▸ **Supplied data**
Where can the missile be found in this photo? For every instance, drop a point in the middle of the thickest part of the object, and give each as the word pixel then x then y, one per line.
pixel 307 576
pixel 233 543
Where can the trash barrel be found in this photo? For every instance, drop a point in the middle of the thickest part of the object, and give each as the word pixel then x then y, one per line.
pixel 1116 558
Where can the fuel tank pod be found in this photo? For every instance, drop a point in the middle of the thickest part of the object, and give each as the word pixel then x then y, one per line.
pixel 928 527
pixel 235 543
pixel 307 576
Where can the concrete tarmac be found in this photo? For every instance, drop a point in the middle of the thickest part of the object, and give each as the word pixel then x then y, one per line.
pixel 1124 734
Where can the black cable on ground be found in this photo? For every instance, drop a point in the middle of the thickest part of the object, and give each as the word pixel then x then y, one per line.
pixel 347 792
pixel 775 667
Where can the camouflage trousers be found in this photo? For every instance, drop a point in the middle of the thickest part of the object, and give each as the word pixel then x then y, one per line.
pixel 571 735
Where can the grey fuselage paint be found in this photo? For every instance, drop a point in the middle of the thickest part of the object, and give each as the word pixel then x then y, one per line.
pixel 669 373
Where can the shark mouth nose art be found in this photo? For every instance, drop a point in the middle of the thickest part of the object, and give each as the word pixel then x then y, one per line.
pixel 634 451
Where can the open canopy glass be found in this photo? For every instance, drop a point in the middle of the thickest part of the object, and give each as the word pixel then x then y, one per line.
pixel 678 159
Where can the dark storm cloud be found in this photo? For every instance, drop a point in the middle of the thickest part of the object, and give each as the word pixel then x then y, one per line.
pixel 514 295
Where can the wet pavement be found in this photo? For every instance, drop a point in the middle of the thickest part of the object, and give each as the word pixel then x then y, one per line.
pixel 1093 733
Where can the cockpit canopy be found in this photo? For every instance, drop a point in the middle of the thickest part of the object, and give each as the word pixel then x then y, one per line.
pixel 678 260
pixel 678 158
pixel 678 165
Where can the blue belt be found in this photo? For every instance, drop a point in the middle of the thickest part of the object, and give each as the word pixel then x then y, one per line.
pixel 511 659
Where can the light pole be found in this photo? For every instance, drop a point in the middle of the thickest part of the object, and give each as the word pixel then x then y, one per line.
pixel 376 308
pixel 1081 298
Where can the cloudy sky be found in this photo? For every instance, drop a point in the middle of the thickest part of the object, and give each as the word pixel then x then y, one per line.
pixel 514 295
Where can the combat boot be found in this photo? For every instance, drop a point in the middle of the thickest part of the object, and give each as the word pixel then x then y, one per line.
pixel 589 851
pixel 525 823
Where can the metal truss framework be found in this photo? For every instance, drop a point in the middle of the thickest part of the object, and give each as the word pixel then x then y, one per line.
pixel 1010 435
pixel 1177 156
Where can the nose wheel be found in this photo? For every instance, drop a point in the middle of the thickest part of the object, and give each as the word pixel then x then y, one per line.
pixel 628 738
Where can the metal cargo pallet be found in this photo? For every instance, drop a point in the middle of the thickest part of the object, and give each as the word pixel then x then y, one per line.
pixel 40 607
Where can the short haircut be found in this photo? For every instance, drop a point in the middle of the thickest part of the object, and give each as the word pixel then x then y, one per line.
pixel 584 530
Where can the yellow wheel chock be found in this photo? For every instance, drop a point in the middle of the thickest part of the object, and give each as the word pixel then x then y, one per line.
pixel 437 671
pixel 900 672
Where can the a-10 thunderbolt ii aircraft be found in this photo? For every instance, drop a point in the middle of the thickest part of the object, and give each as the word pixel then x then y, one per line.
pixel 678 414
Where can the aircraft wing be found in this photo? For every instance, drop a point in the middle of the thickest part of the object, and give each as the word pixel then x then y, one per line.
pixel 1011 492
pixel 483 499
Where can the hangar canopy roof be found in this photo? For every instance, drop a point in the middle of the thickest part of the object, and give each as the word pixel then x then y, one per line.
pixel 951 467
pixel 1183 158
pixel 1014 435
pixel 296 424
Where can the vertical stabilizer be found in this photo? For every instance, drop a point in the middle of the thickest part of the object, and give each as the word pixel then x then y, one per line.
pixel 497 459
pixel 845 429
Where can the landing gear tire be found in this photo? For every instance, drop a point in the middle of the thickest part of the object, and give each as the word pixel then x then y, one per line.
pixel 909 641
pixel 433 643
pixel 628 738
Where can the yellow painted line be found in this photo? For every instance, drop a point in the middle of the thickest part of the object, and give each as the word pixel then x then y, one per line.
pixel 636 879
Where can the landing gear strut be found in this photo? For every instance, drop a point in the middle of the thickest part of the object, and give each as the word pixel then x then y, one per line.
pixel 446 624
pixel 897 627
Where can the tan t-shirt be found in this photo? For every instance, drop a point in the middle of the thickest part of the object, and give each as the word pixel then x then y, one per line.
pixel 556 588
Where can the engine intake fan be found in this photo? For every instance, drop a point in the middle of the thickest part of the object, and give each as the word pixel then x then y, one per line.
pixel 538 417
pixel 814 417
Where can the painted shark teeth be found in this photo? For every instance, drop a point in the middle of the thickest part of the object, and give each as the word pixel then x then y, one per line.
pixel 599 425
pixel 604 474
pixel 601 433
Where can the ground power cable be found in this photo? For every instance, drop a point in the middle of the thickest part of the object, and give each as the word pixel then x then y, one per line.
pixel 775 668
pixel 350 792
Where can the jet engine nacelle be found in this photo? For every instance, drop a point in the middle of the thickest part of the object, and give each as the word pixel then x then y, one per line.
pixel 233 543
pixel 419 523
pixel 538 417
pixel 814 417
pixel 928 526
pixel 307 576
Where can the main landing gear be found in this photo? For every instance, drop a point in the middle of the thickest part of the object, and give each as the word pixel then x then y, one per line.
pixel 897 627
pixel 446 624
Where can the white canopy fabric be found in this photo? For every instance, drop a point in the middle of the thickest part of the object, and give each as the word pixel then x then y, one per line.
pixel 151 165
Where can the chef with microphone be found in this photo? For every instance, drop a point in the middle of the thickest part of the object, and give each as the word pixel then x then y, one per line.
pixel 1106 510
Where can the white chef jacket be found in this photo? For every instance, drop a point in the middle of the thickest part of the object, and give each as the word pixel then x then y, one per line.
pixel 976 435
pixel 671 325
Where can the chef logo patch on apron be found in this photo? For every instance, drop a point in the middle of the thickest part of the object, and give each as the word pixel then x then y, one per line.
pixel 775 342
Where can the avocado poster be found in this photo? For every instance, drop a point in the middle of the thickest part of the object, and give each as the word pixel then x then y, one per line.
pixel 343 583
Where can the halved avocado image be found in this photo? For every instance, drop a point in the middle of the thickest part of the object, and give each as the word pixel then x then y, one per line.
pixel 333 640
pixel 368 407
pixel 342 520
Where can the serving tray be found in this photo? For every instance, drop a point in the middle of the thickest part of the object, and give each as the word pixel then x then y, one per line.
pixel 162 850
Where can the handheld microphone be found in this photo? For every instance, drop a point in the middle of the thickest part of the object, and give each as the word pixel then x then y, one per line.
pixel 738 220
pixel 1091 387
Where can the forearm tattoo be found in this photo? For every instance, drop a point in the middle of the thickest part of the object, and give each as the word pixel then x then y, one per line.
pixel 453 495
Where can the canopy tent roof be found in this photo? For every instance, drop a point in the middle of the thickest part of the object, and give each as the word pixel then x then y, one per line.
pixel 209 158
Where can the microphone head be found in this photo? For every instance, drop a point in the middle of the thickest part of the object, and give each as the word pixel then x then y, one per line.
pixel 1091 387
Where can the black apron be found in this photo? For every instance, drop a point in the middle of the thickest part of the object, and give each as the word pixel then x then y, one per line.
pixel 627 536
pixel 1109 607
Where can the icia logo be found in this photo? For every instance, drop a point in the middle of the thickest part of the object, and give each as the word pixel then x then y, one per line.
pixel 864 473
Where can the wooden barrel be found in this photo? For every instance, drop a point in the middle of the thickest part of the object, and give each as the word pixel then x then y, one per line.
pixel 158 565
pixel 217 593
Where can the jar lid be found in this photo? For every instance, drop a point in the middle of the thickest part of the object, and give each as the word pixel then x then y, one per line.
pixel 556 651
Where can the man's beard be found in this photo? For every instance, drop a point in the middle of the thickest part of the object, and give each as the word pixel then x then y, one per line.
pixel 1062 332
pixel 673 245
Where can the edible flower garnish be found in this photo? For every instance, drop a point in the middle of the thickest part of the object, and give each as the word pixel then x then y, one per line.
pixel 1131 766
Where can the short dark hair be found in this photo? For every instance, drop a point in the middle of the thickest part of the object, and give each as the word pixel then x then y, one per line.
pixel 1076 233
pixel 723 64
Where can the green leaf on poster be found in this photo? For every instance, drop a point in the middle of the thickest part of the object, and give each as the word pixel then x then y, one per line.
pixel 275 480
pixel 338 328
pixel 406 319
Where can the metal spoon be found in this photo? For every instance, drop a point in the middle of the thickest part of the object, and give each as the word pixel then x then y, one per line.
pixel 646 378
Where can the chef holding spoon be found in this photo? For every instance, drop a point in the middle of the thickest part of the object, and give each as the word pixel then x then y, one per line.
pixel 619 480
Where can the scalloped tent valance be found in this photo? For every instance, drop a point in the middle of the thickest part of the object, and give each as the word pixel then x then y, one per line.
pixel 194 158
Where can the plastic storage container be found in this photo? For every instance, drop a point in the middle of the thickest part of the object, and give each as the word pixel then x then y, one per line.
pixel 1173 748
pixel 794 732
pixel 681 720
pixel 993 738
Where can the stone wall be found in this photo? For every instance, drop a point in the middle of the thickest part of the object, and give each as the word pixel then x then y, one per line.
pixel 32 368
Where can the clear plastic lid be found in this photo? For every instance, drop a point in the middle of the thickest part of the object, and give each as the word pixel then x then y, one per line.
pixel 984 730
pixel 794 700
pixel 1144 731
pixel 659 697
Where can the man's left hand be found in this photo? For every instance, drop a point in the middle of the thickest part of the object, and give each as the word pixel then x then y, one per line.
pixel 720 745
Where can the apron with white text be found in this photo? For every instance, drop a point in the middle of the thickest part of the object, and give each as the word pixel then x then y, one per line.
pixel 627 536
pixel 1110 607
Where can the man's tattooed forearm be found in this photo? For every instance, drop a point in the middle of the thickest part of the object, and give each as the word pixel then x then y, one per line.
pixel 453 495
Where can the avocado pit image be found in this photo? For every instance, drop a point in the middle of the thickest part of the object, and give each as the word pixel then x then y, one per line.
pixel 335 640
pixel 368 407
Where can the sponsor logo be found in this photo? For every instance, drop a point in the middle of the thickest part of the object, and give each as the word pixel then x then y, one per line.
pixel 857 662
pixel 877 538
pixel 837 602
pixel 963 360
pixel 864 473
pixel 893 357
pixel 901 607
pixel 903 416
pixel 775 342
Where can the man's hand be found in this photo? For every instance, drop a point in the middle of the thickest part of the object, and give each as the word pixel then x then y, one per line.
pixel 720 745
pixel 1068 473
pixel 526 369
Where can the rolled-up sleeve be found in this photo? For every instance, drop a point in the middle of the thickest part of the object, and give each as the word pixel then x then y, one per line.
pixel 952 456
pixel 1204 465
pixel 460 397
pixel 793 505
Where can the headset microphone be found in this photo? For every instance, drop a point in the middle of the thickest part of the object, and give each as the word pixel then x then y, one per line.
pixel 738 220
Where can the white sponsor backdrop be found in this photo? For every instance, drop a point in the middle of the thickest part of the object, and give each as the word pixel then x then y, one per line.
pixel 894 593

▸ **Work order**
Only the span from the line with "Where can the white sponsor" through the final line of the records goes in the output, each line unchanged.

▸ **Completed exercise**
Where can the white sponsor backdrop be found in this photo? For every instance, drop a point in the middle of the thickest part of the object, and give each as the word pixel then x then y, one per line.
pixel 894 593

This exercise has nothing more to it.